EXERCISE PROMPT:
Below is a block of records; reproduce all of them exactly and leave out any pictures.

>> BEGIN SOURCE MATERIAL

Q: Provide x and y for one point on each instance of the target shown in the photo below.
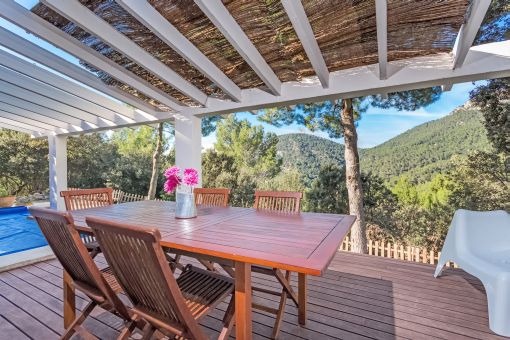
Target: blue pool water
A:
(18, 232)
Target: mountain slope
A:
(426, 149)
(418, 153)
(307, 153)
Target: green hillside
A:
(418, 153)
(426, 149)
(307, 153)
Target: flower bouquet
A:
(182, 182)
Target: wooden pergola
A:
(124, 83)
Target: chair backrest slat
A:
(87, 198)
(137, 260)
(64, 240)
(217, 197)
(281, 201)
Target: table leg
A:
(302, 298)
(69, 300)
(243, 300)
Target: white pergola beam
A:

>> END SOURCE MATERIAL

COMPLETE OUTPUT:
Q: Provide x and y for one point on each instance of the target shown in the photo below.
Target: blue pool water
A:
(18, 232)
Target: mountain slope
A:
(426, 149)
(418, 153)
(307, 153)
Target: green hillside
A:
(418, 153)
(426, 149)
(307, 153)
Target: flower bouquet
A:
(182, 182)
Target: wooden pergola
A:
(124, 83)
Target: chair backrest slat
A:
(87, 198)
(137, 260)
(64, 240)
(217, 197)
(281, 201)
Target: table leg
A:
(302, 298)
(69, 300)
(243, 300)
Target: white pergola beam
A:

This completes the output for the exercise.